- [What is needed]
Each line from the opening of the records that follow to the line with "positive clicks: (343, 294)" needs to be written out exactly. Add nothing.
########
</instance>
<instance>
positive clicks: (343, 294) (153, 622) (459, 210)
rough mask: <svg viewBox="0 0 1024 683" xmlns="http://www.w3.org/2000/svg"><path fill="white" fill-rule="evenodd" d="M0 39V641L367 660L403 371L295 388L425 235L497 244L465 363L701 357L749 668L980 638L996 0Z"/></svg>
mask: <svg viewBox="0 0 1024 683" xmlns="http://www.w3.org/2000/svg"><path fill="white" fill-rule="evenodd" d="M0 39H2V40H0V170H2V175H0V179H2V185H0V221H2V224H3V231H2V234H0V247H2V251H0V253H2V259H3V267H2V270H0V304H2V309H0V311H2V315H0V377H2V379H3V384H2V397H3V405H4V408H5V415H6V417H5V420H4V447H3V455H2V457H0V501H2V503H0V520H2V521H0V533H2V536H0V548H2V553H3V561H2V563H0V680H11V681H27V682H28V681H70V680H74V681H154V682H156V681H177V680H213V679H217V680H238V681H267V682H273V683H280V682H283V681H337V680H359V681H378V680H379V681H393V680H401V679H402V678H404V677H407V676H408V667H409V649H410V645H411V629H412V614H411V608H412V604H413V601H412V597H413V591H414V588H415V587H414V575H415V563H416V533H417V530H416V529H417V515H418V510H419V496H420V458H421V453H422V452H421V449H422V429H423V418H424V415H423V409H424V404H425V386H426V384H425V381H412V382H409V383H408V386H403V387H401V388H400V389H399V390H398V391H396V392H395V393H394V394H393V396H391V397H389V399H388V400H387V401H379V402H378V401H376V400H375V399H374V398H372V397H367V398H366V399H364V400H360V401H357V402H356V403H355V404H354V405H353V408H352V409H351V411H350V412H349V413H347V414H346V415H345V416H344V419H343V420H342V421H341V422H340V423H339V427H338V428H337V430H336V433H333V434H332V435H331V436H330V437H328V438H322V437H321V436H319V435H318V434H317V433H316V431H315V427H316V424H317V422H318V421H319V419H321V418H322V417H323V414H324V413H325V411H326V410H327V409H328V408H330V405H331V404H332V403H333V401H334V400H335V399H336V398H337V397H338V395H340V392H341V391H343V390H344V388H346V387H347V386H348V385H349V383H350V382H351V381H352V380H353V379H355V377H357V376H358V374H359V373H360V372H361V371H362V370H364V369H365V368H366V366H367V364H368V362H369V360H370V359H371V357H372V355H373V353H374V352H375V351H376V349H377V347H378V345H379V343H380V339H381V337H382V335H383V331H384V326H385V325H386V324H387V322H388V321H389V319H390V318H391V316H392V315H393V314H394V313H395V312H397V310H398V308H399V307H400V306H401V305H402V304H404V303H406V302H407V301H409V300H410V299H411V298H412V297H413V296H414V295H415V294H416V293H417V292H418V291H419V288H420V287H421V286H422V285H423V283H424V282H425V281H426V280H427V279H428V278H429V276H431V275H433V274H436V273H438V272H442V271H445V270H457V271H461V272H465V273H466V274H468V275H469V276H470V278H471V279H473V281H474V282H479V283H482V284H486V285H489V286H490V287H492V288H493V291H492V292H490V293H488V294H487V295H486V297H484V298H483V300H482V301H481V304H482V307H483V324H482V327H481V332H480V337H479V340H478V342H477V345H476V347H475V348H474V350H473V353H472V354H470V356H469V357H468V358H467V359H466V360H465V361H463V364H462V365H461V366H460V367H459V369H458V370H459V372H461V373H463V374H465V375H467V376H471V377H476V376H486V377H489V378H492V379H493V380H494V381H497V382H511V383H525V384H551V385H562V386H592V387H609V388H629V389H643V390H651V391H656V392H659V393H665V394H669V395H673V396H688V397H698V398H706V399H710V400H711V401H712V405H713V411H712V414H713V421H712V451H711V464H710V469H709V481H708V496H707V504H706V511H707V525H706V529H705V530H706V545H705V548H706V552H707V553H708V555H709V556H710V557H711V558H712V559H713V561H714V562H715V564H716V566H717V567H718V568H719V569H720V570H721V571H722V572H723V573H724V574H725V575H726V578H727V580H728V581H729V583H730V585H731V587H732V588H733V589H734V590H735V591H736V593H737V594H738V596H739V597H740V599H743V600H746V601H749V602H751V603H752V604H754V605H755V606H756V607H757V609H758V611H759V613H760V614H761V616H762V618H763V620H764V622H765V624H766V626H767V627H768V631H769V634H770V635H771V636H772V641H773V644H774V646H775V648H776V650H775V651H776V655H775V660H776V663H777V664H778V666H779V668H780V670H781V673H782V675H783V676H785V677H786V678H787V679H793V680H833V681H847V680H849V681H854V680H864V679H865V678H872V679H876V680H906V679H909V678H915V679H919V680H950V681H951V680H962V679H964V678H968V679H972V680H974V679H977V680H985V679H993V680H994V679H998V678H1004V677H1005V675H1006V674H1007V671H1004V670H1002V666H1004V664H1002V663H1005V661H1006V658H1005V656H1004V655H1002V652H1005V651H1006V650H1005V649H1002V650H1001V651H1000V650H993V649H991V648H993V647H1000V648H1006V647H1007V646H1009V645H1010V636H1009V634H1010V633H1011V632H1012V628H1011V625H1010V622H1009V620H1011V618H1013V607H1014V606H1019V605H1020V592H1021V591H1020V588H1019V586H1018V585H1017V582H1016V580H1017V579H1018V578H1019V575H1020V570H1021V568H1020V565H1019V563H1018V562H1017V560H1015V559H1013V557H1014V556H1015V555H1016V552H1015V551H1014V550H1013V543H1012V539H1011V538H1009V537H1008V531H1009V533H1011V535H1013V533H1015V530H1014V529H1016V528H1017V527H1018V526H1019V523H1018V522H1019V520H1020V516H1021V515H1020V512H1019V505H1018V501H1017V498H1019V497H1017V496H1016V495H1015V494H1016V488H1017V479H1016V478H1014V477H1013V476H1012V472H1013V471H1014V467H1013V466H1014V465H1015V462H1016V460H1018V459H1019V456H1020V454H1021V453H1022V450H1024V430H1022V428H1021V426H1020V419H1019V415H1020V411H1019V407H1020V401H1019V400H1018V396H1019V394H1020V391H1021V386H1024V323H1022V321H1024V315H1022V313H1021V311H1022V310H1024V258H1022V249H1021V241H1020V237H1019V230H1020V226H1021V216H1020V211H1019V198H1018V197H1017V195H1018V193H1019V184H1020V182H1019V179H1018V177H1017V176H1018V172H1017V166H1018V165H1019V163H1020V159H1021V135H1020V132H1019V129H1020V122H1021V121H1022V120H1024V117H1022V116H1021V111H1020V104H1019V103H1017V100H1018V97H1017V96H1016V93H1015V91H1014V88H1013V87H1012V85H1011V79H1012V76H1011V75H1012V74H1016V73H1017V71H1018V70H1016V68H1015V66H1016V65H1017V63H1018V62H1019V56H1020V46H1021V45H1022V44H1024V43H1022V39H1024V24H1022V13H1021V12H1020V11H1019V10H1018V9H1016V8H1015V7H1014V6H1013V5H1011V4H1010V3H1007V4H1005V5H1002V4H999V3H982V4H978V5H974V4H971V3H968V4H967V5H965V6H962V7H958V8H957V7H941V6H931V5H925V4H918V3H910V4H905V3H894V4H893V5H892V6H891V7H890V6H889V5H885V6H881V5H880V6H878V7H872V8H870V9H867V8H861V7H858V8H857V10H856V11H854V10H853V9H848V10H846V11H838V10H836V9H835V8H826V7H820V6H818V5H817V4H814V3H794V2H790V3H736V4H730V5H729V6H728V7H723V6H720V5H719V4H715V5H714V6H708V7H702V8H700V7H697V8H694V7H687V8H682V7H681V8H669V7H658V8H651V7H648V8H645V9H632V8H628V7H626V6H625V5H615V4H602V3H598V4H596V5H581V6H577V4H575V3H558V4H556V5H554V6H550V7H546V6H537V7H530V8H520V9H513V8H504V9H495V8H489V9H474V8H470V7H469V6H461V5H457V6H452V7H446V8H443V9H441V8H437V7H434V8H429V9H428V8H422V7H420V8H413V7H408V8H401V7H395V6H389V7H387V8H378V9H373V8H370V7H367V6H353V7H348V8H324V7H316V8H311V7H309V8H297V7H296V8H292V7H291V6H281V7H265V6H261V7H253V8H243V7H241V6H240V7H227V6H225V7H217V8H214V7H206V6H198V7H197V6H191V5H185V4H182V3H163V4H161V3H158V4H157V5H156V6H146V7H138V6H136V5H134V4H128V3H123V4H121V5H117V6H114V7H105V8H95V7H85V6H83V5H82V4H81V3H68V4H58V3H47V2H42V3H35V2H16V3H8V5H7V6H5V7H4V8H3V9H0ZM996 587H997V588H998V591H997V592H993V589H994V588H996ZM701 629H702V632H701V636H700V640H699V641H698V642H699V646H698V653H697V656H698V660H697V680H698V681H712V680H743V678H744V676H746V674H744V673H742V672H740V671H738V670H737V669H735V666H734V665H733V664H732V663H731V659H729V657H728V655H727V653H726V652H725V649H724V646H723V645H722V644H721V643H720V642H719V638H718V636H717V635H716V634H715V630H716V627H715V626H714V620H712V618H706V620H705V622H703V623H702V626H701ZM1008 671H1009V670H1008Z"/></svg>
########
- [Exercise output]
</instance>
<instance>
positive clicks: (343, 294) (153, 622) (459, 210)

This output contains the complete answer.